Reproduce the lines from the one containing "Mark one point on each instance of the man's hand" through the one containing "[(266, 497)]", both included, with no changes.
☆ ☆ ☆
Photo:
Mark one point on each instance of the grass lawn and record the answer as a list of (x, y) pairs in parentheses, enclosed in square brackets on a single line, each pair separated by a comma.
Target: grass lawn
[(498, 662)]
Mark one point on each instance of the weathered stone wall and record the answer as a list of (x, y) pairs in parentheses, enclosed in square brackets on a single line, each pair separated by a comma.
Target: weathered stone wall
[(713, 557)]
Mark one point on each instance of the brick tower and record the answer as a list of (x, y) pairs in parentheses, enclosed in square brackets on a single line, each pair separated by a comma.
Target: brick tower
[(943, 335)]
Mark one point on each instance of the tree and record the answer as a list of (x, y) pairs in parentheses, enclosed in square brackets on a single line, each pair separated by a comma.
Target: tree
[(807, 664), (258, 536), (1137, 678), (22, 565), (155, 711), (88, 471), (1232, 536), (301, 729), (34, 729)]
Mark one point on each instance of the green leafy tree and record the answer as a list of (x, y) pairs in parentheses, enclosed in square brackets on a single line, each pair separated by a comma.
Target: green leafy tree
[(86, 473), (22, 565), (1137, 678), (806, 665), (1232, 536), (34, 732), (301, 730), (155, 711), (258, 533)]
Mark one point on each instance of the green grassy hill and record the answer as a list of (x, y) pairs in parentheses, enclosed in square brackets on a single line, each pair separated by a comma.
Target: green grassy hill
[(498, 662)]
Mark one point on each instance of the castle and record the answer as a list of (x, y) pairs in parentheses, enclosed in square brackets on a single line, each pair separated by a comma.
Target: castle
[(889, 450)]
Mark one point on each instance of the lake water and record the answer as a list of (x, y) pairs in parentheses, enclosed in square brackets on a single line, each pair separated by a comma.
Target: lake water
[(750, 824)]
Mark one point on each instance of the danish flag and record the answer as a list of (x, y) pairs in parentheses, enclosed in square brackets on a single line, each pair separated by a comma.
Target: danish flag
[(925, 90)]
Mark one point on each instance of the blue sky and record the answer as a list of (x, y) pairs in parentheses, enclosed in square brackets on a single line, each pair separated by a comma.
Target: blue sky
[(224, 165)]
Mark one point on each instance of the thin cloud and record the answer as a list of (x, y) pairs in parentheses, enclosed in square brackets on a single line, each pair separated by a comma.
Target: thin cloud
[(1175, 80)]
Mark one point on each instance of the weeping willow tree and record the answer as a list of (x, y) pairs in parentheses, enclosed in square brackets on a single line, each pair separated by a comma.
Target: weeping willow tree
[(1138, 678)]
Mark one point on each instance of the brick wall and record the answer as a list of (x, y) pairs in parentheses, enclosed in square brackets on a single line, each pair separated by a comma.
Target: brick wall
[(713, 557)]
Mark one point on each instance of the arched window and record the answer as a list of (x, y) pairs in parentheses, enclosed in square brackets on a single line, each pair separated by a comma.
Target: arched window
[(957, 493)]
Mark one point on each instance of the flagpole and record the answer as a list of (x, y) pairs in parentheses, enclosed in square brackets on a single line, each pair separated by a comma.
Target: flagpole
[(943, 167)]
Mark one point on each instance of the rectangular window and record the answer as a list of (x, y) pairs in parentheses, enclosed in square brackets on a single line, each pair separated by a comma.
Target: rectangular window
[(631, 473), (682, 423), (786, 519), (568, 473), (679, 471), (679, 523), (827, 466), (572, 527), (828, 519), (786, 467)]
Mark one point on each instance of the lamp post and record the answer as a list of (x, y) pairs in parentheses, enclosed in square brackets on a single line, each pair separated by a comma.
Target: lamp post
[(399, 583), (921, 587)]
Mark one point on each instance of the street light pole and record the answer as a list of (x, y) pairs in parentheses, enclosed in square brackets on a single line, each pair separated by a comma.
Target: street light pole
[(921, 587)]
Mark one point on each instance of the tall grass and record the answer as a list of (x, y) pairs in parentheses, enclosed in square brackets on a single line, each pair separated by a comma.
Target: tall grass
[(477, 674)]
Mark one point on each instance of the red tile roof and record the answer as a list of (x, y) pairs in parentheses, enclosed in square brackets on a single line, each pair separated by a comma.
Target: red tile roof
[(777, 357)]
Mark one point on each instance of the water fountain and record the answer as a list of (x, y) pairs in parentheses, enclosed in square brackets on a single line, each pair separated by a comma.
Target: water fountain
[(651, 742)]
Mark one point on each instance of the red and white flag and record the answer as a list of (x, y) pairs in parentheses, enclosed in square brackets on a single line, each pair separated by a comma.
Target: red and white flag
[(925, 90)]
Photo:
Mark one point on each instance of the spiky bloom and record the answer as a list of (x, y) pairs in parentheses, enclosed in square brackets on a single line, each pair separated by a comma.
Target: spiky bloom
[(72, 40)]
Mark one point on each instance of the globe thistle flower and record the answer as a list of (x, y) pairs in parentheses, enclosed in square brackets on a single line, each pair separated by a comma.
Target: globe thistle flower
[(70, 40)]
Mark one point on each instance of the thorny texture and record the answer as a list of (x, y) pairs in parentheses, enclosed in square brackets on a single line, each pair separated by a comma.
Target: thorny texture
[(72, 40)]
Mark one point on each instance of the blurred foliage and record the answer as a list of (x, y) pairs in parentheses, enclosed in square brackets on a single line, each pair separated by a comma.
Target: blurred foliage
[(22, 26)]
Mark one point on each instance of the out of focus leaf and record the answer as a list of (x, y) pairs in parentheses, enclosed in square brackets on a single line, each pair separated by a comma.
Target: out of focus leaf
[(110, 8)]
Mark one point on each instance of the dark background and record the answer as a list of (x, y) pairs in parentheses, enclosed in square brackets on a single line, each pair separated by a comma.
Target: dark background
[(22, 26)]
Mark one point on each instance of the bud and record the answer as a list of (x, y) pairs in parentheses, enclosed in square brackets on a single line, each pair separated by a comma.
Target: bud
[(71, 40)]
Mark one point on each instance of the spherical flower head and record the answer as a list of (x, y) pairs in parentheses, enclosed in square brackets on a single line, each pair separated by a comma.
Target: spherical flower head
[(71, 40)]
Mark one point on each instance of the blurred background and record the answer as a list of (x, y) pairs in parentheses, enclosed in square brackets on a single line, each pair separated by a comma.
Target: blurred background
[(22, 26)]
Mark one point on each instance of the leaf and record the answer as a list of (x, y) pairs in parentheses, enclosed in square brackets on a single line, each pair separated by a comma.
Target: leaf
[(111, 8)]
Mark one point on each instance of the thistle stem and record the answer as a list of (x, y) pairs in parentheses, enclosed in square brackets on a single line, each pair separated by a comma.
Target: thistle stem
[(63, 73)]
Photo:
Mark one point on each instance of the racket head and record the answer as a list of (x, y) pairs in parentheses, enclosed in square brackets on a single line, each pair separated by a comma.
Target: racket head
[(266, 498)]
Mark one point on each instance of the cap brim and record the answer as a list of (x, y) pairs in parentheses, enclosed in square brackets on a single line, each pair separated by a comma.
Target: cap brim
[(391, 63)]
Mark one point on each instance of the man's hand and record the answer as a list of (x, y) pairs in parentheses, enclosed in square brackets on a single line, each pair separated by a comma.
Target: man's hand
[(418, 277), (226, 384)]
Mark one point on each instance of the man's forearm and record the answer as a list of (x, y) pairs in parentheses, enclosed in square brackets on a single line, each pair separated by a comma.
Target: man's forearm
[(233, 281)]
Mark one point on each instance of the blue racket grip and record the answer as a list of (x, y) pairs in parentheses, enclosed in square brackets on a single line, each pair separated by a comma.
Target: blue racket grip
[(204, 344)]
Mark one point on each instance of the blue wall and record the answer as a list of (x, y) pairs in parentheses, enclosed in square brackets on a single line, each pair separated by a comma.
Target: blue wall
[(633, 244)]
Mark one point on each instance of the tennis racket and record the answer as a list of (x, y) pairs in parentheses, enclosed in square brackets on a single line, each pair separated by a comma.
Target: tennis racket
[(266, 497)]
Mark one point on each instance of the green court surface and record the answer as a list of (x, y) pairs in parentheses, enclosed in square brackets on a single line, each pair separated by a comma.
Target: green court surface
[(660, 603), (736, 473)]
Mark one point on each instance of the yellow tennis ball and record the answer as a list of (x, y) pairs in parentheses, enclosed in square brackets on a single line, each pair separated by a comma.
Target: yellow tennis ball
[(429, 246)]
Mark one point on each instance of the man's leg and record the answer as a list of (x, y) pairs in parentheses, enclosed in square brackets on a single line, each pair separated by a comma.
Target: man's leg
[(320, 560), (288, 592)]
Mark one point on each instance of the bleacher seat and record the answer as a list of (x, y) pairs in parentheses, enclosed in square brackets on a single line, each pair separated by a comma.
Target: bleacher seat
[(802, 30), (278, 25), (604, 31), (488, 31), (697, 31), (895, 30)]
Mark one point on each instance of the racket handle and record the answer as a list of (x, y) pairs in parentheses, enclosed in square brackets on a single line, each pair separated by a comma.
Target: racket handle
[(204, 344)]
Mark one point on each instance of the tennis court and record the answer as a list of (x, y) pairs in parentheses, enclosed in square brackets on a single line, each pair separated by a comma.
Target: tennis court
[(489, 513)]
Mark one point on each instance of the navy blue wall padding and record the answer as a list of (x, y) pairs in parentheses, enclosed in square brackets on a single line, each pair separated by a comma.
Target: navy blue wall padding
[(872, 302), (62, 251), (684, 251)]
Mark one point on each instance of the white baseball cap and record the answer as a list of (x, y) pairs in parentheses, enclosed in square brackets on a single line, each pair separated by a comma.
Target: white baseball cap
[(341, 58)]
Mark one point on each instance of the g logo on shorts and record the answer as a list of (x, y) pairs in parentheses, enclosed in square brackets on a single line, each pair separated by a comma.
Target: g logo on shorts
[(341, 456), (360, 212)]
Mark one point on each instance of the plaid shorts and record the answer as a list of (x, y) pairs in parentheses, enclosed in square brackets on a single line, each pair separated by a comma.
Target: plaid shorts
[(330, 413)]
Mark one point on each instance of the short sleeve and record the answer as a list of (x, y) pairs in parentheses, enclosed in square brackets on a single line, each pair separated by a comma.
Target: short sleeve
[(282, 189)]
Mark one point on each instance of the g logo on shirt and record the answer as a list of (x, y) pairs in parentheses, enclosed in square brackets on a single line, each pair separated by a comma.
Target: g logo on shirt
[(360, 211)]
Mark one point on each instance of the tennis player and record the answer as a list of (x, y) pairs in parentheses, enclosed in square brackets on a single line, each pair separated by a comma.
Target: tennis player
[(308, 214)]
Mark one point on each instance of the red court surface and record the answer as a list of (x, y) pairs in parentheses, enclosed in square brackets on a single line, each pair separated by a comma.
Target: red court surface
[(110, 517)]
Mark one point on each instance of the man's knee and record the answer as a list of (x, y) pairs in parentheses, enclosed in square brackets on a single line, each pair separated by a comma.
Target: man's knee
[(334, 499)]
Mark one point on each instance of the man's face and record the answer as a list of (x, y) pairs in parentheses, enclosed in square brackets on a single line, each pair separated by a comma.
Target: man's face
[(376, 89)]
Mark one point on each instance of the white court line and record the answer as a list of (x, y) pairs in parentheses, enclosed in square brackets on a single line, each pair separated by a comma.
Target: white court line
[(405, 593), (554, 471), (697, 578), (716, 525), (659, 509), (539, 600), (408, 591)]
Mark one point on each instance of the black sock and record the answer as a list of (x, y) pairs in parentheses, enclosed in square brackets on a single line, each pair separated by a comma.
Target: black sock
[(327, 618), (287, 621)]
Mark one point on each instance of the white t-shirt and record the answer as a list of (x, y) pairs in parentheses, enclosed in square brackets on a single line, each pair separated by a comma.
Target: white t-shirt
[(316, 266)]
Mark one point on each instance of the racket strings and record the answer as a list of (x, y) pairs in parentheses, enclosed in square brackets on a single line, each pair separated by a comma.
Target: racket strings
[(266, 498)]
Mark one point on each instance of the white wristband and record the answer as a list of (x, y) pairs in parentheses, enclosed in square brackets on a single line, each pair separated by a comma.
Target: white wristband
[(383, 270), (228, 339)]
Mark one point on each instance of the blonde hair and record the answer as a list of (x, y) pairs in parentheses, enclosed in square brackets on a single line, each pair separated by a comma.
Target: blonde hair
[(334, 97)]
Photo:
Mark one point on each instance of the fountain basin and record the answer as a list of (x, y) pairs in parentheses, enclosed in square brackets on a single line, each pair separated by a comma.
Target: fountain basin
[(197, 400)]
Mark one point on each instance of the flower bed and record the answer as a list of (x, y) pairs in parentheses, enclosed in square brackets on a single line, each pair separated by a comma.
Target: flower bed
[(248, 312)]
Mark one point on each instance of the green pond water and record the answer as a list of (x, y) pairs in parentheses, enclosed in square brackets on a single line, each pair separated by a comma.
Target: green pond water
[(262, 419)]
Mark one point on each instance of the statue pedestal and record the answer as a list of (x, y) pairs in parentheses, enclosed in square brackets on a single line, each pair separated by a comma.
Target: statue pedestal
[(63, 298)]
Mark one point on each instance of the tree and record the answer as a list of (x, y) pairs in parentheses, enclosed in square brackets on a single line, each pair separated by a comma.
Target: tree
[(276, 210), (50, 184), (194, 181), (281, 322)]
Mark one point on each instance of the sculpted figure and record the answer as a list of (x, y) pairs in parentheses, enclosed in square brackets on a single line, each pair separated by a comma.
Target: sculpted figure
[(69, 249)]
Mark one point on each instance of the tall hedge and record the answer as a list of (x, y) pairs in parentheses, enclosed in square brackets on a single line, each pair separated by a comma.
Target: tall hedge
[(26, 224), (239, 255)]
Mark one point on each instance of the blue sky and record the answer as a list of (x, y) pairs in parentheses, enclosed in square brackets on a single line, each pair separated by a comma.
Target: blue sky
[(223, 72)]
☆ ☆ ☆
_Response to the task_
Mark one point on each instance of the man's hand and record the answer as a list of (x, y) pairs in parentheses, enclosed in square brackets on a single line, each pair separated by a comma.
Target: man's hand
[(418, 277), (226, 384)]
Mark one point on each instance of the man's forearm and record the answer as a list of (x, y) pairs in parentheses, enclosed in square brackets on a single line, each pair separated by a comma.
Target: man's forearm
[(233, 281)]
Mark one point on each instance of the blue racket grip and record the answer as a list of (x, y) pairs in parentheses, enclosed in square brackets on a single line, each pair separated by a comma.
Target: blue racket grip
[(204, 344)]
Mark one point on each instance of the blue wall and record the answer as a list of (x, y) pairs in parentheses, enclosed in square brackets on a single line, each pair separated by a comma.
Target: blue wall
[(633, 244)]
Mark one point on each instance of the tennis racket and record the answer as a list of (x, y) pairs in parentheses, enclosed in square brackets on a single line, each pair separated by a comma.
Target: tennis racket
[(266, 497)]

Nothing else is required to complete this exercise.